>>>>>
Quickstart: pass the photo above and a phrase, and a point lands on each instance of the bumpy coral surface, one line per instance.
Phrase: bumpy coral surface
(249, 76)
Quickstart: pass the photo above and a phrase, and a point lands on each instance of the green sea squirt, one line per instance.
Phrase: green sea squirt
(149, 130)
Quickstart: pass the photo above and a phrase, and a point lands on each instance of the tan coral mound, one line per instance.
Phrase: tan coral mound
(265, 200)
<<<<<
**Exercise task**
Convert the lines above into a JSON list of strings, with one string per line and blank lines omitted.

**Correct result**
[
  "Quickstart: pass the photo above and a phrase, and a point lands on each instance of the bumpy coral surface, one line per instance.",
  "Phrase: bumpy coral surface",
  "(249, 76)",
  "Quickstart: pass the photo above and a phrase, and a point lands on each instance of the green sea squirt, one line per instance.",
  "Phrase: green sea squirt",
  "(149, 130)",
  "Quickstart: pass the photo above and a phrase, and a point lands on each instance of the tan coral mound, one line per instance.",
  "Phrase: tan coral mound",
  "(265, 200)"
]